Report each line in the records below that contains the word "track", copying every such line in full.

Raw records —
┌──
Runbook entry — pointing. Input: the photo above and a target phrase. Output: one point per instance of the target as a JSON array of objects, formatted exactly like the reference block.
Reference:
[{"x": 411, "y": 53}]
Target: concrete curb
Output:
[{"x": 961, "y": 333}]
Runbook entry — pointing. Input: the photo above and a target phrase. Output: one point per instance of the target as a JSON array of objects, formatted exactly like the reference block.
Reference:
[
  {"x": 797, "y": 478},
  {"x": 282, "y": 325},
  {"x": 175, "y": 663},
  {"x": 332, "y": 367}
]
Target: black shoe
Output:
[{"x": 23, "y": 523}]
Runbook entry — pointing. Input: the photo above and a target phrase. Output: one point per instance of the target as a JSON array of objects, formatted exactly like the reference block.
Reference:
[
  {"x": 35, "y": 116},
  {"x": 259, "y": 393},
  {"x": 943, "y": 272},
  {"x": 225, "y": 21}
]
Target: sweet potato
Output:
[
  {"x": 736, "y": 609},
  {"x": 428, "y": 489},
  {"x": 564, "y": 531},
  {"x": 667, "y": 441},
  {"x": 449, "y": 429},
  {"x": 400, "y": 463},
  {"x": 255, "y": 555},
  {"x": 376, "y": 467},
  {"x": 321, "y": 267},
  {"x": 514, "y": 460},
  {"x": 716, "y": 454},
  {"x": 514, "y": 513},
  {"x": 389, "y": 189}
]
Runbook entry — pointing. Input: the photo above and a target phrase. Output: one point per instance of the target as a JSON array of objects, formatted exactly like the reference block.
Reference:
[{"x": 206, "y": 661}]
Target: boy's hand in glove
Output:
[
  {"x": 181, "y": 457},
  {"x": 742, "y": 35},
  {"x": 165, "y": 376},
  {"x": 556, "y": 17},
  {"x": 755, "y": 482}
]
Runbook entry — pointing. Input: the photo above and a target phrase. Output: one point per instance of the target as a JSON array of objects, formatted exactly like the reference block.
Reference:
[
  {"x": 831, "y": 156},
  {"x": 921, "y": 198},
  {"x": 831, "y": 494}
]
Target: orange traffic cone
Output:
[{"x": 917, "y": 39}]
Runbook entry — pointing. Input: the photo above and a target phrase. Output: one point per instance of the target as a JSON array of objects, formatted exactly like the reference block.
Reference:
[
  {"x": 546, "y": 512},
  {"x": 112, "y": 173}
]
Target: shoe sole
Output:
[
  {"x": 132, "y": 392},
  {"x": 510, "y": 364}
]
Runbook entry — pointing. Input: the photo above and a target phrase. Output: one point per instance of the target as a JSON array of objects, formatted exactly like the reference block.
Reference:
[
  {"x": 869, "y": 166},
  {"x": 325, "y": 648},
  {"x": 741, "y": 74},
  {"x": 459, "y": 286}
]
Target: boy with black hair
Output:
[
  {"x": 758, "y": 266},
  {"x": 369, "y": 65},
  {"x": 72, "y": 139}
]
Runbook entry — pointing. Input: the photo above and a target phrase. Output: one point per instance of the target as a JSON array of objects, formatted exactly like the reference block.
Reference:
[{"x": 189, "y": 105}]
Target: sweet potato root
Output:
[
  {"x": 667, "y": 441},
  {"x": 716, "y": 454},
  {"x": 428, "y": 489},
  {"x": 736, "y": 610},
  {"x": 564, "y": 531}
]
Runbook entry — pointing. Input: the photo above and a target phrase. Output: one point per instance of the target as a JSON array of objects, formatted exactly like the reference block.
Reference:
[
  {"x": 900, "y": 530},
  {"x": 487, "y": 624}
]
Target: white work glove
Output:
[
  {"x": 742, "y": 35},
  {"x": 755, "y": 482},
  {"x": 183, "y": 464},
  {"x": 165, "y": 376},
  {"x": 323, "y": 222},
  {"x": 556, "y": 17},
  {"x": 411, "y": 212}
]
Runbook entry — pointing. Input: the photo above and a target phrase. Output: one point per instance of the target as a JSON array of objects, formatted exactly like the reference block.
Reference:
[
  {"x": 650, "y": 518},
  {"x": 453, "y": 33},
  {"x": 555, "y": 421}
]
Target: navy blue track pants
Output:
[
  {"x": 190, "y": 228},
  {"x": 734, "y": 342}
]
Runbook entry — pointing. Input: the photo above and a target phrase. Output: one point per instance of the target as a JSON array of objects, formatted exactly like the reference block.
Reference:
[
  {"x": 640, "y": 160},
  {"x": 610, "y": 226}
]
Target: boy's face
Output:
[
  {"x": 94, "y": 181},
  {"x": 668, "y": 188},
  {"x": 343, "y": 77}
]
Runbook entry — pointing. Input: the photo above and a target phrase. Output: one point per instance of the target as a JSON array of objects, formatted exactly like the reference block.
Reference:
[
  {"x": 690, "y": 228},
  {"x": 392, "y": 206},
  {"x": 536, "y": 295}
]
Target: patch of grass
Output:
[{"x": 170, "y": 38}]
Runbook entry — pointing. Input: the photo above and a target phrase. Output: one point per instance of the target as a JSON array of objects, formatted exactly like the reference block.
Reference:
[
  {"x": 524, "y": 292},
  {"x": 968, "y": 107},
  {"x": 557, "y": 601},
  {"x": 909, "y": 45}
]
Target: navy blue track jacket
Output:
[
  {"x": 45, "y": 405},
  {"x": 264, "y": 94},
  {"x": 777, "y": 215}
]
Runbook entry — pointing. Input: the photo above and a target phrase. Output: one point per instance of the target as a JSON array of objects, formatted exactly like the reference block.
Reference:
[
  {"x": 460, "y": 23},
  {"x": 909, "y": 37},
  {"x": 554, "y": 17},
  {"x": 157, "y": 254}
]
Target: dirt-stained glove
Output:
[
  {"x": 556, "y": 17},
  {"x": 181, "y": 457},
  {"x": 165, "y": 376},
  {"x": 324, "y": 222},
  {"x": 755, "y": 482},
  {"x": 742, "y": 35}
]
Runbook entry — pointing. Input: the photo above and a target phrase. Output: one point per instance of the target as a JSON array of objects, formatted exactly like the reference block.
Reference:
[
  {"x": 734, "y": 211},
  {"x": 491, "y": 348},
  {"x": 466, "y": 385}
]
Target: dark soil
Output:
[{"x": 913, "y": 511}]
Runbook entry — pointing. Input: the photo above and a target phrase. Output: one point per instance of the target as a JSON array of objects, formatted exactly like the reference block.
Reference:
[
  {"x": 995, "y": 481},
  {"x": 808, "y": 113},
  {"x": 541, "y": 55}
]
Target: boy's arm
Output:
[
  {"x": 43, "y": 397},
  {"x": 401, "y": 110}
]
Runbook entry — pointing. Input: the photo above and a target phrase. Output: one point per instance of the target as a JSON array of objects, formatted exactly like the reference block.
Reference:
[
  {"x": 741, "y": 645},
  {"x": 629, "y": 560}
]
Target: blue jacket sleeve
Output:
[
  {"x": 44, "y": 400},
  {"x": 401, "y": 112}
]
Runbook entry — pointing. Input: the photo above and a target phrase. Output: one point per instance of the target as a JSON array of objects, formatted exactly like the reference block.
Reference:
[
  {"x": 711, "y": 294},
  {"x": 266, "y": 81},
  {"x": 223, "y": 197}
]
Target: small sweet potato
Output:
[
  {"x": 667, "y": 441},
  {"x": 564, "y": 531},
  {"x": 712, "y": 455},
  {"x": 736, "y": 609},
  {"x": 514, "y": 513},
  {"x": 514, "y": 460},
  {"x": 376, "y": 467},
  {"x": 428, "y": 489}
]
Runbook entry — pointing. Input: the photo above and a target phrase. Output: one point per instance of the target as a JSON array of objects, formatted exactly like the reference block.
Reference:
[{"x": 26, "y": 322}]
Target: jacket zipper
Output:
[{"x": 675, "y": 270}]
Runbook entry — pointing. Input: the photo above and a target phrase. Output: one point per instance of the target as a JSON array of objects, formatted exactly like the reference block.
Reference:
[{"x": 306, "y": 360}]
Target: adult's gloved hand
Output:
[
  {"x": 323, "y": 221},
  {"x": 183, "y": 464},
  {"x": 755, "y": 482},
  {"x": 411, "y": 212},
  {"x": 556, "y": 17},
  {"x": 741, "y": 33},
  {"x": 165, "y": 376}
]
└──
CORRECT RESULT —
Target: navy blue track pants
Target: navy blue track jacket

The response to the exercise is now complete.